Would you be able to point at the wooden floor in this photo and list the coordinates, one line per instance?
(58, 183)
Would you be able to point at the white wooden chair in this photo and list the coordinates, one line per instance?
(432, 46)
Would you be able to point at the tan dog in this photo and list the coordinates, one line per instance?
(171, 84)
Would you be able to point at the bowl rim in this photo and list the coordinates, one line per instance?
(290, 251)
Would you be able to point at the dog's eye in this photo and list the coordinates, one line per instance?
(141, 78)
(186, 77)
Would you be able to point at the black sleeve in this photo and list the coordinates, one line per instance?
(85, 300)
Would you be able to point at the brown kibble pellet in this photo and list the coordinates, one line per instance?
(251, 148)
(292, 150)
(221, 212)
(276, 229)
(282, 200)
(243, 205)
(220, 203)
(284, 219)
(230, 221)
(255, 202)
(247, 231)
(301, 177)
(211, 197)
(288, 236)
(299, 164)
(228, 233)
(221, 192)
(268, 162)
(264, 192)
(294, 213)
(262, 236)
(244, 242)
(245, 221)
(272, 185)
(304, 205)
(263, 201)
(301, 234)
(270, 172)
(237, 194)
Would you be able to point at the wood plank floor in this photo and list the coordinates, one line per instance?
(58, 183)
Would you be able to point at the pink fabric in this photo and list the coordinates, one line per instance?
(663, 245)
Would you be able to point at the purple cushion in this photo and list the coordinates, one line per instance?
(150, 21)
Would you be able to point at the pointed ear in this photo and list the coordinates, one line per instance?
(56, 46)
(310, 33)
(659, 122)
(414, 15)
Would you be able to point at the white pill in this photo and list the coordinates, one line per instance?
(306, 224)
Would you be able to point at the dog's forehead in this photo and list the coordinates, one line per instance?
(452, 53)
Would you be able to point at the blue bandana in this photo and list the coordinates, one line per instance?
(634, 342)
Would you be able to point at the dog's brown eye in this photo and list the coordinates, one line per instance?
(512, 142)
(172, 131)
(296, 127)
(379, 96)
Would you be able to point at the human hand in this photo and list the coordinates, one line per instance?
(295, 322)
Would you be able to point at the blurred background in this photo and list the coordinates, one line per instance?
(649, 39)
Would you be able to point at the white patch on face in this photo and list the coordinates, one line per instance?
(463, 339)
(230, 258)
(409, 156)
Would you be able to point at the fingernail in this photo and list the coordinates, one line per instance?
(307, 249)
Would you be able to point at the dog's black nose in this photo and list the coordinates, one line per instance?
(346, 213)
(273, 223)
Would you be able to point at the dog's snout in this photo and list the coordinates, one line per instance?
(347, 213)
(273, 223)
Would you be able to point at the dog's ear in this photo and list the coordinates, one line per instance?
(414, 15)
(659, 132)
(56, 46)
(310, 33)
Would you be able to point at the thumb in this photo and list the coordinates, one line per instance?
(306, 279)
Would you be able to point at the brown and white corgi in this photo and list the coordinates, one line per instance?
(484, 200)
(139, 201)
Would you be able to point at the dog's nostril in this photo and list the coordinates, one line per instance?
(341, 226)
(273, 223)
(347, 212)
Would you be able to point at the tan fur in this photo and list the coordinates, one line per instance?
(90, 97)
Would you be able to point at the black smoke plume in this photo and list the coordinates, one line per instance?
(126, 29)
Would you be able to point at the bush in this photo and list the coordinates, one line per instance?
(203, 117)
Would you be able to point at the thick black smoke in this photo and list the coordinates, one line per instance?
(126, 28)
########################################
**What to work on**. Return all of the data precisely as it appears.

**Answer to the task**.
Would you be able to point at the wooden floor in this photo and list the coordinates, one line per instance?
(58, 183)
Would you be able to point at the white wooden chair in this photo and list the coordinates, one line per instance?
(432, 46)
Would you be able to point at the tan dog in this photo and list the coordinates, one line per instance?
(171, 84)
Would you be able to point at the bowl rim in this photo and list the coordinates, one line per instance?
(290, 251)
Would you be able to point at the dog's eye in this photo and list the coordinates, one line per instance?
(141, 78)
(186, 77)
Would you be able to point at the black sleeve in this photo and list the coordinates, one line per instance?
(85, 300)
Would you be able to point at the brown kibble pellet in this photo and list the coordinates, one line per instance?
(251, 148)
(292, 150)
(221, 212)
(276, 229)
(282, 200)
(243, 205)
(220, 203)
(284, 219)
(230, 221)
(255, 202)
(247, 231)
(301, 177)
(211, 197)
(288, 236)
(299, 164)
(228, 233)
(221, 192)
(268, 162)
(264, 192)
(294, 213)
(262, 236)
(244, 242)
(245, 221)
(272, 185)
(304, 205)
(263, 201)
(301, 234)
(270, 172)
(237, 194)
Would you be able to point at the wood plank floor in this photo and list the coordinates, one line per instance?
(58, 183)
Would you be able to point at the pink fabric in this photo and list the coordinates, one line per instance?
(663, 245)
Would you be able to point at the purple cushion in this photo and list the coordinates, one line per instance?
(150, 21)
Would you be able to point at the pointed ear in this photo and list the coordinates, one line per instance?
(56, 46)
(310, 33)
(659, 122)
(414, 15)
Would you be able to point at the white pill in this photo and list the coordinates, one line per instance?
(306, 224)
Would you be able to point at the dog's forehead in this photo and list the coordinates, one line per instance?
(452, 53)
Would you be able to point at the blue bandana in this photo and list the coordinates, one line per instance?
(634, 342)
Would you be able to point at the dog's brown eye in this photo and list the coordinates, one line per instance?
(512, 142)
(172, 131)
(296, 127)
(379, 96)
Would you be able to point at the human hand in this photo and list the coordinates, one line per instance?
(295, 322)
Would you be able to point at the blurred background in this photo and list the coordinates, one line per instance?
(649, 39)
Would you be able to point at the white patch on face in this photo and list the coordinates, one line per instance?
(463, 339)
(230, 258)
(409, 156)
Would you be able to point at the fingernail in this photo and list the coordinates, one line per instance?
(307, 249)
Would you be able to point at the dog's black nose in this photo and list the coordinates, one line per instance?
(346, 213)
(273, 223)
Would you be able to point at the dog's snout in this photo and list the coordinates, one line per instance?
(347, 213)
(273, 223)
Would you be able to point at the dog's ear in this photo and list the coordinates, one line per instance?
(414, 15)
(659, 132)
(56, 46)
(310, 33)
Would you be able to point at the thumb in this photo and list the coordinates, one line per instance?
(306, 279)
Would you be able to point at the brown and white corgi in this photo and list the coordinates, one line per instance?
(484, 200)
(139, 201)
Would you be able to point at the dog's nostril in this photo and list the coordinates, one line per instance?
(341, 226)
(273, 223)
(347, 212)
Would you be able to point at the tan fur in this photo and list the coordinates, one line per instance?
(90, 97)
Would you be able to point at the black smoke plume in this photo and list the coordinates, one line per instance?
(126, 29)
Would you be able to point at the bush in this photo and list the coordinates, one line per instance?
(203, 117)
Would you be able to point at the thick black smoke in this photo and list the coordinates, one line per instance?
(126, 28)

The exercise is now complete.